● TASK DETAILS: Rewrite every line of the rows below as a Markdown table. Use the columns Line and Text: put each line's number in Line and the line itself in Text, and leave out blank lines.

● SOURCE RECORDS:
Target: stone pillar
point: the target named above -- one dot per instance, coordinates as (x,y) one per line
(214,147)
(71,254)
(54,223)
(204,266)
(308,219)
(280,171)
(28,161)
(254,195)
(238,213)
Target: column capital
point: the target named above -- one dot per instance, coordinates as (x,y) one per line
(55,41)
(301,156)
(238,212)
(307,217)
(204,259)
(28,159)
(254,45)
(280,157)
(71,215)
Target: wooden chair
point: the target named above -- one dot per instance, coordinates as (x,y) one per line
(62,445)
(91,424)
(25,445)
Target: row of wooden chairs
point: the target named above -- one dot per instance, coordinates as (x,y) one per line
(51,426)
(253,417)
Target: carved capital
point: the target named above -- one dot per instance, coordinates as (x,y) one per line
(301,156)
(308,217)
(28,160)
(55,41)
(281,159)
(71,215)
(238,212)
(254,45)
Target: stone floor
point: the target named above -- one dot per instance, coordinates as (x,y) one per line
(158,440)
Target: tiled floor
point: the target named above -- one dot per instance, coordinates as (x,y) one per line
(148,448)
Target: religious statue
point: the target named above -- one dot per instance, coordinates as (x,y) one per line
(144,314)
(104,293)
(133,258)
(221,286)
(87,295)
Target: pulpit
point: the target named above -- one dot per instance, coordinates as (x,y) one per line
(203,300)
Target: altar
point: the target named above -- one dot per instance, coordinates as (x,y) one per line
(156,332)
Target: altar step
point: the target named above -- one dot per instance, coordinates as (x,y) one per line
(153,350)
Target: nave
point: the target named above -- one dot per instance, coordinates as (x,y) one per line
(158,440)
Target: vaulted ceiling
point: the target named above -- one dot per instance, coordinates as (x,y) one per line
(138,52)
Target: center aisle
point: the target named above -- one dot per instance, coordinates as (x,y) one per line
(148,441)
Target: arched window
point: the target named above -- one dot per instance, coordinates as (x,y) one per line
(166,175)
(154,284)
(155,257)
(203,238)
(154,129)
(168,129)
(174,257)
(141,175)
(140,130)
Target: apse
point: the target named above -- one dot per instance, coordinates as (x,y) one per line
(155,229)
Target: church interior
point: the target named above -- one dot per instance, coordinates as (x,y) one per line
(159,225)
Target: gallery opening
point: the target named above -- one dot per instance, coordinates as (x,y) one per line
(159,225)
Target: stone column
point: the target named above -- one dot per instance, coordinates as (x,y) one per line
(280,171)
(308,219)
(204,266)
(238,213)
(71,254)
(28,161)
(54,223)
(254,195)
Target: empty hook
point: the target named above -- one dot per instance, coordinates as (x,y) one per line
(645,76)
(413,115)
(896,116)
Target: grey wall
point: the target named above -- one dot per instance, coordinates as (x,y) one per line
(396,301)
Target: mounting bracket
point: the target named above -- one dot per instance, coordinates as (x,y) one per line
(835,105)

● EXERCISE RESPONSE:
| Line | Text |
|---|---|
| 1 | Target: stone pillar |
| 2 | point: the target named above -- one dot per instance, coordinates as (x,y) one per line |
| 3 | (214,147) |
| 4 | (71,254) |
| 5 | (54,223) |
| 6 | (204,266) |
| 7 | (308,219) |
| 8 | (280,171) |
| 9 | (28,161) |
| 10 | (254,195) |
| 11 | (238,213) |
| 12 | Target: column capital |
| 13 | point: the target named above -- one dot per instance, coordinates as (x,y) one per line |
| 14 | (55,41) |
| 15 | (301,156) |
| 16 | (238,212) |
| 17 | (307,217) |
| 18 | (204,259) |
| 19 | (28,159) |
| 20 | (254,45) |
| 21 | (280,157) |
| 22 | (71,215) |
| 23 | Target: wooden chair |
| 24 | point: the target named above -- one dot per instance, coordinates as (x,y) one per line |
| 25 | (62,445) |
| 26 | (91,424) |
| 27 | (25,445) |
| 28 | Target: row of wooden chairs |
| 29 | point: the target named above -- one dot per instance, coordinates as (x,y) one per line |
| 30 | (51,426) |
| 31 | (253,417) |
| 32 | Target: carved capital |
| 33 | point: the target named above -- one dot per instance, coordinates as (x,y) one per line |
| 34 | (301,156) |
| 35 | (308,217) |
| 36 | (28,160) |
| 37 | (55,41) |
| 38 | (281,159) |
| 39 | (71,215) |
| 40 | (238,212) |
| 41 | (254,45) |
| 42 | Target: stone floor |
| 43 | point: the target named above -- one dot per instance, coordinates as (x,y) one per line |
| 44 | (158,440) |
| 45 | Target: tiled floor |
| 46 | point: the target named above -- one dot per instance, coordinates as (x,y) one per line |
| 47 | (148,448) |
| 48 | Target: religious statue |
| 49 | point: the target named above -- one dot per instance, coordinates as (x,y) one per line |
| 50 | (144,314) |
| 51 | (104,293) |
| 52 | (133,258) |
| 53 | (221,286) |
| 54 | (87,295) |
| 55 | Target: pulpit |
| 56 | point: the target named above -- one dot per instance, coordinates as (x,y) one per line |
| 57 | (203,300) |
| 58 | Target: altar |
| 59 | point: the target named above -- one dot per instance, coordinates as (x,y) one per line |
| 60 | (156,332) |
| 61 | Target: altar step |
| 62 | point: the target named above -- one dot per instance, coordinates as (x,y) one per line |
| 63 | (153,350) |
| 64 | Target: nave |
| 65 | point: the target named above -- one dot per instance, coordinates as (x,y) one per line |
| 66 | (158,440) |
| 67 | Target: vaulted ceiling |
| 68 | point: the target named above -- one dot per instance, coordinates as (x,y) one per line |
| 69 | (138,52) |
| 70 | Target: center aisle |
| 71 | point: the target named above -- one dot per instance, coordinates as (x,y) one per line |
| 72 | (148,441) |
| 73 | Target: arched window |
| 74 | point: the target named above -- one dot per instance, coordinates as (x,y) one per line |
| 75 | (166,175) |
| 76 | (154,284) |
| 77 | (155,257) |
| 78 | (203,238) |
| 79 | (154,129) |
| 80 | (168,129) |
| 81 | (174,257) |
| 82 | (141,175) |
| 83 | (140,130) |
| 84 | Target: apse |
| 85 | point: the target named above -- one dot per instance, coordinates as (x,y) one per line |
| 86 | (155,229) |
| 87 | Target: church interior |
| 88 | point: the target named above -- one dot per instance, coordinates as (x,y) one per line |
| 89 | (159,225) |
| 90 | Target: gallery opening |
| 91 | point: the target named above -- one dot per instance, coordinates as (x,y) one per line |
| 92 | (159,225) |
| 93 | Target: stone column |
| 94 | point: the target named above -- one dot per instance, coordinates as (x,y) one per line |
| 95 | (280,171) |
| 96 | (308,219) |
| 97 | (204,266) |
| 98 | (238,213) |
| 99 | (71,254) |
| 100 | (28,161) |
| 101 | (54,223) |
| 102 | (254,195) |
| 103 | Target: empty hook |
| 104 | point: the target named above -- one dot per instance, coordinates as (x,y) one per line |
| 105 | (645,76) |
| 106 | (413,115) |
| 107 | (896,116) |
| 108 | Target: grey wall |
| 109 | point: the target named above -- one dot per instance, coordinates as (x,y) one per line |
| 110 | (396,301) |
| 111 | Target: mounting bracket |
| 112 | point: the target named above -- one dot per instance, coordinates as (x,y) one per line |
| 113 | (835,105) |